Start of RECORDS PROVIDED
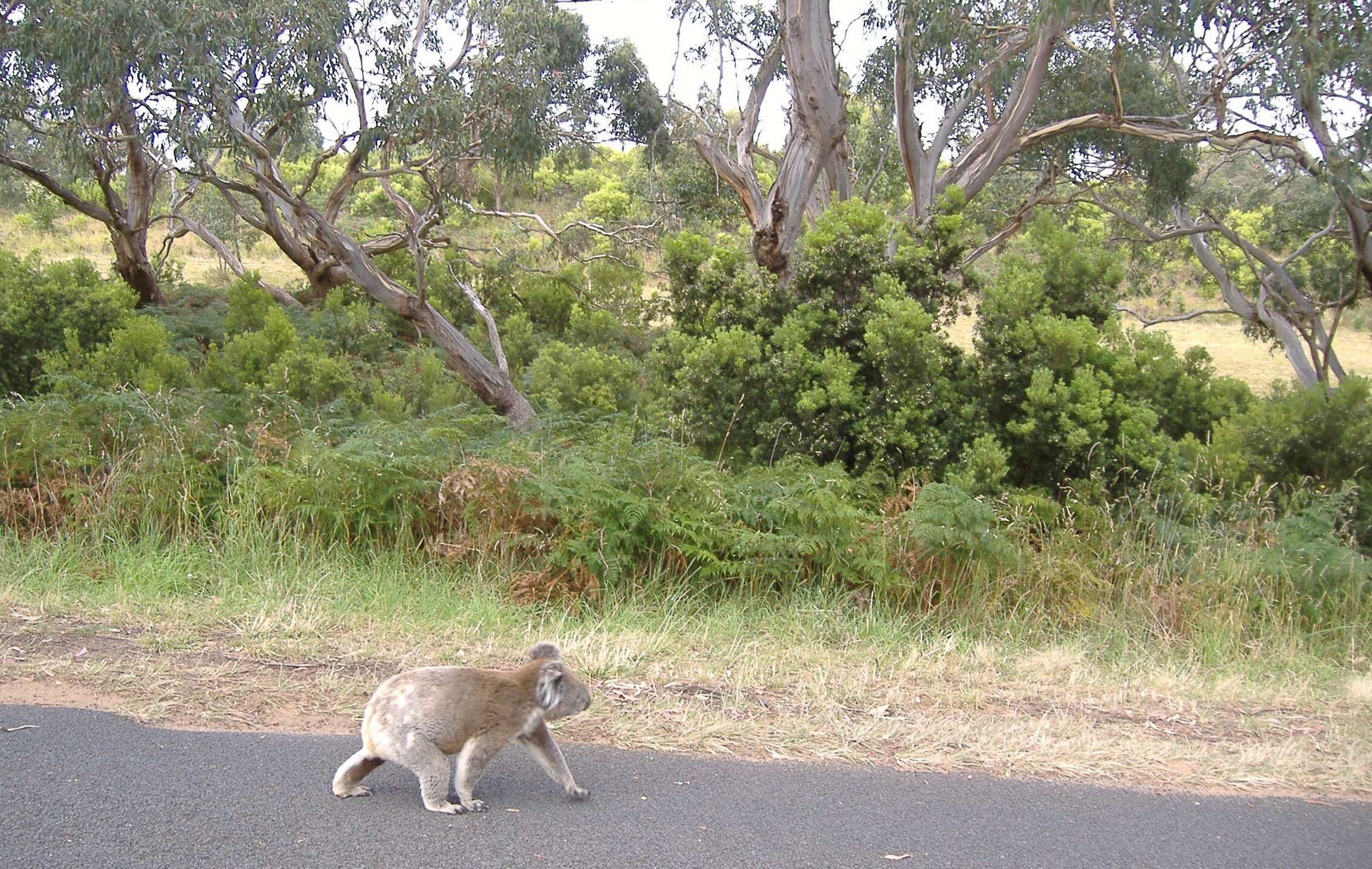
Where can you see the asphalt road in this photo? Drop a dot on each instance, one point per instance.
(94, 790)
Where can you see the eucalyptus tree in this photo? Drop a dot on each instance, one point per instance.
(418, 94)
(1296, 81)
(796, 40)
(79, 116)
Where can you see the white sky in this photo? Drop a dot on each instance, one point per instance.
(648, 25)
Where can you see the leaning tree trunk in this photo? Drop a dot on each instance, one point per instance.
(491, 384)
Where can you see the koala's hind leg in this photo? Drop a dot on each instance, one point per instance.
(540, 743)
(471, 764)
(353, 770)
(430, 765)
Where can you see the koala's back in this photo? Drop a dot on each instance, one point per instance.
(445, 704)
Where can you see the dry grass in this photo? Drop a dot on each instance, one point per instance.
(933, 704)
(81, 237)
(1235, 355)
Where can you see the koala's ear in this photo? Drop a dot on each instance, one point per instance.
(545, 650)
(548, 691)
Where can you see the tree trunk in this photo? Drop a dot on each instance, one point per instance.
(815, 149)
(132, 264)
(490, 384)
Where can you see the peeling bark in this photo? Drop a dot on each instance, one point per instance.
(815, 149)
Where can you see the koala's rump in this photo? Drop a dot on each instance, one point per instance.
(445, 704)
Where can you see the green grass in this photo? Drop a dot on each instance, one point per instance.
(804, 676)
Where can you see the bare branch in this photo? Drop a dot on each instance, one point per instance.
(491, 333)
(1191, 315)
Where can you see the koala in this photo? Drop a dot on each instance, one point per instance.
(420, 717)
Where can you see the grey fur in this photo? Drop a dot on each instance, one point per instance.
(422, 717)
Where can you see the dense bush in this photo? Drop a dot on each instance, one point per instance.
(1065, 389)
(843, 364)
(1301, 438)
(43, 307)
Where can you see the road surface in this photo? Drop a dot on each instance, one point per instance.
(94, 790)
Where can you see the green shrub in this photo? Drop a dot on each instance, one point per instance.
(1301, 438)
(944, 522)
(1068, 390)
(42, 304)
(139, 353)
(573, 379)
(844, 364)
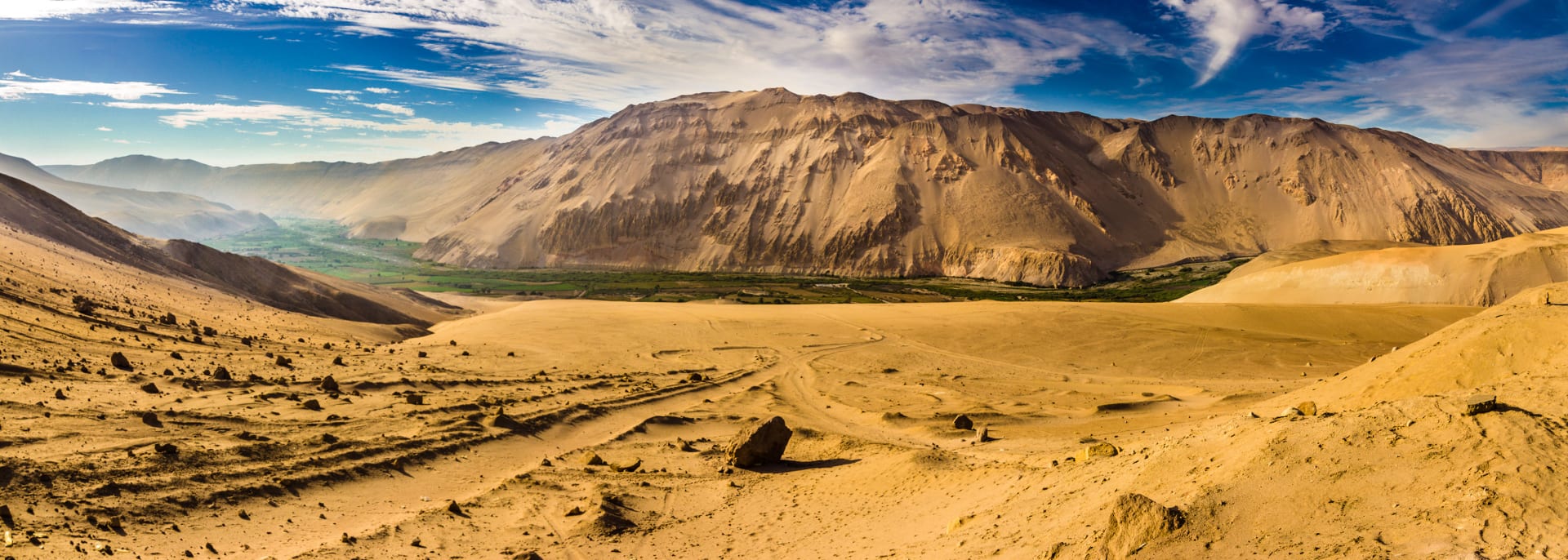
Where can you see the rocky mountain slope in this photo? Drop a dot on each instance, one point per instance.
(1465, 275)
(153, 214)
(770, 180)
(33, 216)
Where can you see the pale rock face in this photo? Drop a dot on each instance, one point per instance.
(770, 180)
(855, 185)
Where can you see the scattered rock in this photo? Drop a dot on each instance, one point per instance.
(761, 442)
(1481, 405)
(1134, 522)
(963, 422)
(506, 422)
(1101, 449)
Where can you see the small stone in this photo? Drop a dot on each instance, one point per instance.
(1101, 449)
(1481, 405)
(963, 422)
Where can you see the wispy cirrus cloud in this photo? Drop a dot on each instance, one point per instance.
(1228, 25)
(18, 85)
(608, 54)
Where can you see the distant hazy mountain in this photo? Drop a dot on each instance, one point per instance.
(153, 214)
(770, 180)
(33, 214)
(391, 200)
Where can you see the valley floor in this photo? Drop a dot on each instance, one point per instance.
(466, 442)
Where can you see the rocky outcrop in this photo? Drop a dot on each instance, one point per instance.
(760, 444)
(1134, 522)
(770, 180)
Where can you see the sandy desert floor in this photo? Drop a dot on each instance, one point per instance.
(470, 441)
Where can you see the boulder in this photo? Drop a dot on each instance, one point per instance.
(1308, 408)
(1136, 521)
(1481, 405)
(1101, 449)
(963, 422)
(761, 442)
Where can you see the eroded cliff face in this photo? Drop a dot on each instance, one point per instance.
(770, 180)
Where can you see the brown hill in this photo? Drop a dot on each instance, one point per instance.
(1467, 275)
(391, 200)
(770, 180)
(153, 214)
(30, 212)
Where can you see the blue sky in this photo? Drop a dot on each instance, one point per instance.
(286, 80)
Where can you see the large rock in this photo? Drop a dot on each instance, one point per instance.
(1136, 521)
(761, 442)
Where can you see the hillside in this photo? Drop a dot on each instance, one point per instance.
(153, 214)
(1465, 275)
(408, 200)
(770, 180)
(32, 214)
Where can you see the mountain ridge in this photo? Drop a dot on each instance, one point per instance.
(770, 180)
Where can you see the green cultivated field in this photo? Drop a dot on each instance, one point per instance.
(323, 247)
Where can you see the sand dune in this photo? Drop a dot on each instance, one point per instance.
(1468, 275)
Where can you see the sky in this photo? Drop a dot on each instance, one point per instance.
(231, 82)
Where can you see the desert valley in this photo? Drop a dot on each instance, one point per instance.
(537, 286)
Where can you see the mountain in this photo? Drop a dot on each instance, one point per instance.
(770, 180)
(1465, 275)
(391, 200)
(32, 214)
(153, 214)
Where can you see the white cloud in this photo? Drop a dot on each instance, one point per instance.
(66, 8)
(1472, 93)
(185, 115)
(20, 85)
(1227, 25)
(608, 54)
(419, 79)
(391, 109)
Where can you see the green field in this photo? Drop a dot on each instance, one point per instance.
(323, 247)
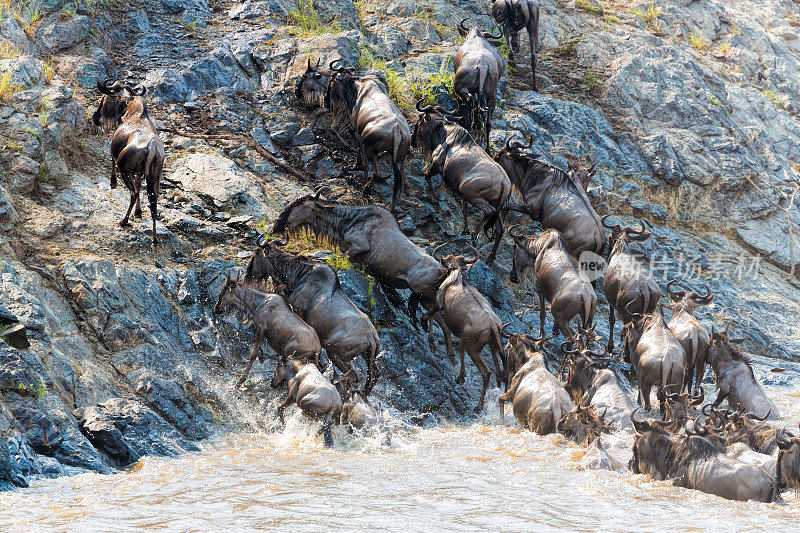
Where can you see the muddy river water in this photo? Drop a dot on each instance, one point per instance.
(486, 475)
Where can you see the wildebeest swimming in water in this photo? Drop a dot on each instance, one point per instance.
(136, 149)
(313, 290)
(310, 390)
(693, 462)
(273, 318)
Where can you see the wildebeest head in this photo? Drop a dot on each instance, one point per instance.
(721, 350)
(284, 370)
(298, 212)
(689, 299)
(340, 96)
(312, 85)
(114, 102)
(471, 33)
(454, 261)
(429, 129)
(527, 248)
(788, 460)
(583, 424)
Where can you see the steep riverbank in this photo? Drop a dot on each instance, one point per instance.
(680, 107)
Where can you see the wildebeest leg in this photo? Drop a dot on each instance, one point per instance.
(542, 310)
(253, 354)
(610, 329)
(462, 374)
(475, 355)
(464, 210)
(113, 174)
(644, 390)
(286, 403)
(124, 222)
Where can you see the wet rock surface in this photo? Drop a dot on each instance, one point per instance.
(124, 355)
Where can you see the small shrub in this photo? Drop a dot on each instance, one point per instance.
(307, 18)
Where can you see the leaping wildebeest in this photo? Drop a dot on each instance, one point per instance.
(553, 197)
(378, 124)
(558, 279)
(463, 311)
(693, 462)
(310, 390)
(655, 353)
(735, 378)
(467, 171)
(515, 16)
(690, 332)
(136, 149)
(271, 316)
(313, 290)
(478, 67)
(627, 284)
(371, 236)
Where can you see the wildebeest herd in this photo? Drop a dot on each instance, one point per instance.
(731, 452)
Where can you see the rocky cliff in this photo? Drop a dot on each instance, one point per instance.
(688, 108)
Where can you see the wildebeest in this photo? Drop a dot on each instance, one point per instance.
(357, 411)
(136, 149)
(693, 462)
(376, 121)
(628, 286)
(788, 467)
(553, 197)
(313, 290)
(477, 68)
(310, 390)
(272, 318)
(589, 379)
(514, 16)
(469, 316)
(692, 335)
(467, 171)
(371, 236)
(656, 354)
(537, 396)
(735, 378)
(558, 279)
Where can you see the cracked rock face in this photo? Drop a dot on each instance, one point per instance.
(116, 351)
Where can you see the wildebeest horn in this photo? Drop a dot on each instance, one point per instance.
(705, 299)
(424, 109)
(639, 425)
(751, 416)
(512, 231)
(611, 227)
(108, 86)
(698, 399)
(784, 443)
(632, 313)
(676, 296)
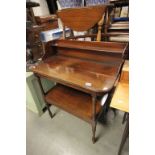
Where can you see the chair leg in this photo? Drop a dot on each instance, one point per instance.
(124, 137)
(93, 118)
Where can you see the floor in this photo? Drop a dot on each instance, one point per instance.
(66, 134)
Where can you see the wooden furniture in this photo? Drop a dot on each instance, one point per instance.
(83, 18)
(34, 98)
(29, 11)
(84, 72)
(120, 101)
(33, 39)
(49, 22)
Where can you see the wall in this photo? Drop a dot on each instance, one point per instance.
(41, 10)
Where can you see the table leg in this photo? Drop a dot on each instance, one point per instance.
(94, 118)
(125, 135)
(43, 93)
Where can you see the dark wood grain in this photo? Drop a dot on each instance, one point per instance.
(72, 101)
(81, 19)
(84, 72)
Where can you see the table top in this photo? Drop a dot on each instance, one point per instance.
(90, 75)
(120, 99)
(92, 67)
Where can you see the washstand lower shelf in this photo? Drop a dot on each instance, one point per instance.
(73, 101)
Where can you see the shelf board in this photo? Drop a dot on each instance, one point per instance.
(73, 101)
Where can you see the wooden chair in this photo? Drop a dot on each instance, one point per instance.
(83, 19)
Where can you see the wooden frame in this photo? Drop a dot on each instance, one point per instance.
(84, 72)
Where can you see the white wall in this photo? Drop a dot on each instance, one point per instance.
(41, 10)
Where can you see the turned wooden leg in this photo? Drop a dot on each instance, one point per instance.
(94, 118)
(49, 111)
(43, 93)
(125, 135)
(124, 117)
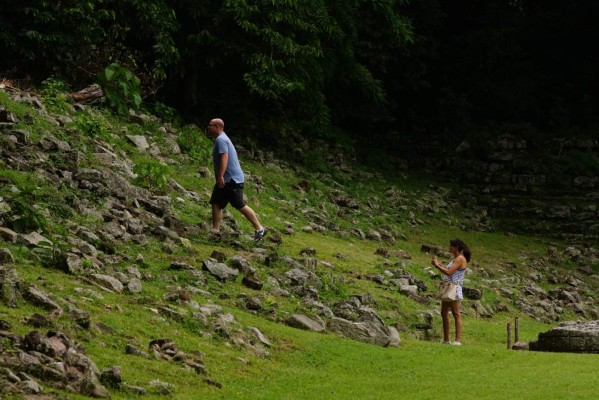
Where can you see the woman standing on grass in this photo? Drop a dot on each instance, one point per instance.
End of RECORDS PROVIDED
This task calls for the lines from the line holding "Where can you see the turned" through the last line above, restated word for word with both ends included and the pictures dropped.

> **RESPONSE AREA**:
Where can you see the turned wooden leg in this photo? Drop a dot on each instance, one point per instance.
(94, 118)
(49, 111)
(43, 93)
(125, 135)
(124, 117)
Where can you see the woman standing on grass in this photo? Drop a dot on each instance, one point per instance.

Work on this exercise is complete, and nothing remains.